- _TASK PROMPT_:
Copy all of the material below word for word, and leave the pictures out of your copy.

##### INPUT DATA #####

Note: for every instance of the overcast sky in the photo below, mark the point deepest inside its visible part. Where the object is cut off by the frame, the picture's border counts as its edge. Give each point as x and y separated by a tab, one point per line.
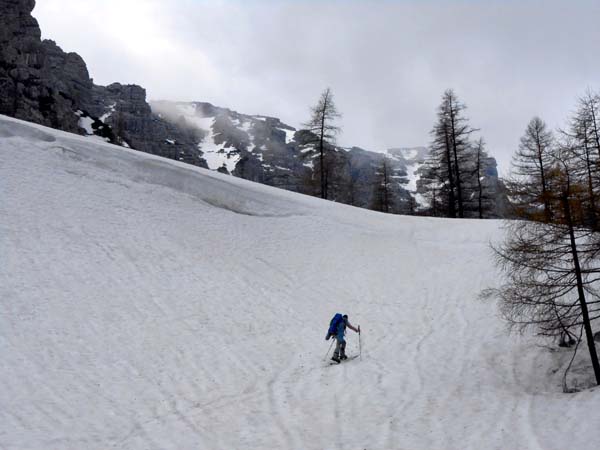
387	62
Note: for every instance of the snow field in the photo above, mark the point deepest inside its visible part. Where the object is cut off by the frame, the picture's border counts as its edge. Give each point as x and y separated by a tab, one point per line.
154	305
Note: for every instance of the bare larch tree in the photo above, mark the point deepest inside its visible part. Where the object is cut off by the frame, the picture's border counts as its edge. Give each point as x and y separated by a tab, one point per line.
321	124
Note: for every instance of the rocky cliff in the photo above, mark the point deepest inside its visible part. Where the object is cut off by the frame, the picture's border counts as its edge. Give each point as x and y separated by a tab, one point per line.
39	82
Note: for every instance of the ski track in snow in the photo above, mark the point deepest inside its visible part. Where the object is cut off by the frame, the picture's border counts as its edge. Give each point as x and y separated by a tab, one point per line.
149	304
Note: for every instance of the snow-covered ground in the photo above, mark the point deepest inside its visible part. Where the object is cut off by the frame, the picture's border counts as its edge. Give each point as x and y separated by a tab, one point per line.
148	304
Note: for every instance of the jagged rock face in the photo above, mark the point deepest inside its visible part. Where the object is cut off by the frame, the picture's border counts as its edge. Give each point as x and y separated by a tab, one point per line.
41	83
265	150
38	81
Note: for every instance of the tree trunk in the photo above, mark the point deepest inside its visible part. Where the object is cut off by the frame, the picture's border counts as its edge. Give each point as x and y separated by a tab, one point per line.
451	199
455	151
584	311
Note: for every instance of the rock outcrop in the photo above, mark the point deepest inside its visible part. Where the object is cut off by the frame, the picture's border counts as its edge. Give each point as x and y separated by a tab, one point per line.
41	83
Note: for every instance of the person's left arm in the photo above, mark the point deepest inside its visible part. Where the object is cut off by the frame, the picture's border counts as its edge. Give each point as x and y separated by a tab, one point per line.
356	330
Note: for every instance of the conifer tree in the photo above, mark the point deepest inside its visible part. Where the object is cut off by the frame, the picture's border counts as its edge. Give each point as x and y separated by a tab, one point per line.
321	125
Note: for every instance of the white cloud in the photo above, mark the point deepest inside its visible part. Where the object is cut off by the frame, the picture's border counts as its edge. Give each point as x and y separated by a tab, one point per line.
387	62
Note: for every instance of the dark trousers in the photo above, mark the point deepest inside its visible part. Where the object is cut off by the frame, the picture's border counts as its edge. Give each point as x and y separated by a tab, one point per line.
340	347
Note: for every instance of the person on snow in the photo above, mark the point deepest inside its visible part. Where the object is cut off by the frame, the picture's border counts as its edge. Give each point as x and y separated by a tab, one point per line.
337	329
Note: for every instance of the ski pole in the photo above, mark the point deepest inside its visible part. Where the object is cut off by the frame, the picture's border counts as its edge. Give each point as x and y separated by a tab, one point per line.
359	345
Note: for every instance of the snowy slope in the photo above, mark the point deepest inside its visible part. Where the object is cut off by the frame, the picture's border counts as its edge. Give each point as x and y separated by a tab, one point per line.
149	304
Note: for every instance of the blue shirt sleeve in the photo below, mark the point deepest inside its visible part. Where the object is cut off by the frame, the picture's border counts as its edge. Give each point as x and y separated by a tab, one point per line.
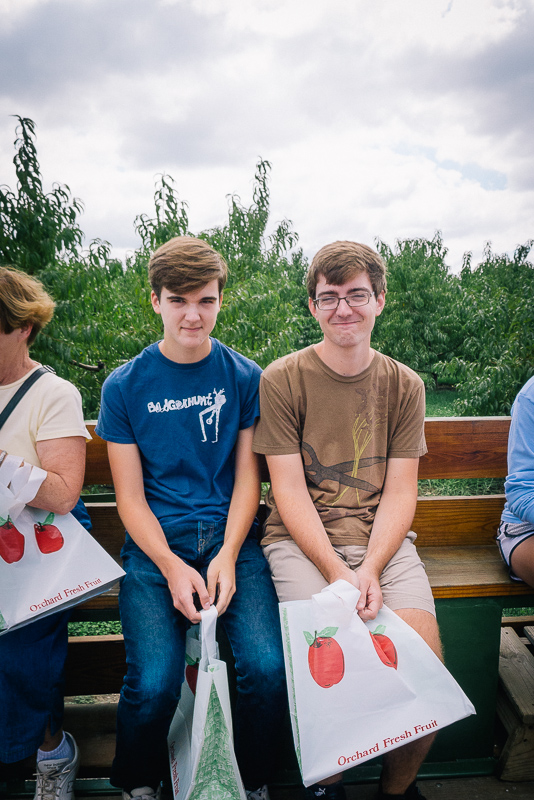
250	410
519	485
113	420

#####

- _RESPONSE_:
Note: for every instance of the overcast sky in the photo below, mark the point deepest inside its visible part. Where the object is cut off by the frame, the picture's border counts as its edge. Give each point as x and y separated by a tab, one point per line.
387	62
Note: for every instance of the snow field in the photo above, mark the point deepest inside its visible part. Where the object is cut off by the frame, the picture's border counts as its edge. Give each point as x and y separated by a tab, one point per line.
154	305
Note: for every instance of the bare larch tree in the photo above, mark the point deepest inside its visible part. Where the object is cut off by the frame, the picture's border counts as its edge. Give each point as x and y separated by a tab, one point per line.
321	124
Note: for every instance of the rocky cliff in the photo above, mark the point deepest inside its visible part. Where the object is cut off by the frame, the picture's border counts as its edge. Give each point as x and y separated by a tab, one point per line.
39	82
Note: for every instance of the ski track in snow in the photo above, mark the point deepest inside its visible part. Where the object is cut off by the frame, the picture's border counts as its edge. Give each point as x and y separated by a tab, one point per line.
149	304
Note: for every instance of the snow-covered ground in the photo above, mark the point deepest inside its visible part. Where the object is cut off by the frame, the picture's border counts as its edge. Give each point as x and y separated by a tab, one point per line.
148	304
Note: for every instance of the jagged rock face in the photo above, mark the point deepest inside its visible part. Where the object is cut off by the frame, the picture's border counts as its edge. Give each point as x and y separated by a tab, one point per line.
41	83
265	150
38	81
Note: for every instance of the tree trunk in the photo above, mark the point deepest inside its visible part. Where the object is cut off by the frame, the picture's border counts as its edge. Give each point as x and y separated by a tab, one point per line.
451	199
455	151
584	311
Note: for every instance of the rock outcrop in the photo above, mark the point deepest inside its visible part. Where the object is cut off by the frame, the picture's border counts as its edge. Give each point as x and y separated by a tab, one point per line.
41	83
Note: for every instance of the person's left arm in the photo above, mark the point deepest inside its visible part. Where the object is cut off by the frame, the picture's border counts as its edge. Give each point as x and y separated by a tab, one point per line.
356	330
Note: for every instance of the conifer tree in the photo above, mark the point deepest inside its visible part. Where the object is cut off by the frame, the picture's border counts as its edge. Give each point as x and y separated by a tab, one point per line.
321	125
Note: for every instance of the white cloud in the photo above, mark the point deepest inside its visible part. Where the object is cut off by the frame, the picture's border counts as its edge. Give each point as x and y separated by a tab, one point per line.
387	62
Note: for every instance of the dark trousers in the photo above, mark the point deepest inside its visible part. Where the object is cut off by the frame, the picture's border counts as its edge. Give each point as x and y separated by a tab, one point per line.
340	347
Note: for every instance of the person on snow in the photo above, mark the point deepest inside its visible part. Where the object is cut off by the frame, the picture's border counts as its edge. Give each point as x and y separated by a tab, one point per line.
337	329
Note: for every instance of the ski pole in the photo above, mark the point deepest inside its visible part. Where the object is cut off by the frame, the picture's border counts as its edge. Give each point as x and y separated by a tab, one point per line.
359	345
Note: for every instance of the snowy slope in the photo above, mark the point deepest inside its visible part. Where the object is cut off by the frame, the picture's border counts as its edge. Give each point as x and y separated by a tab, one point per line.
149	304
Note: for every instance of the blue shirt sleeve in the photo below, mark the point deepest inside its visible part. Where the object is cut off by the frame, the picture's border counts as its edge. Give each point as x and y separated by a tab, one point per line.
250	410
519	485
113	420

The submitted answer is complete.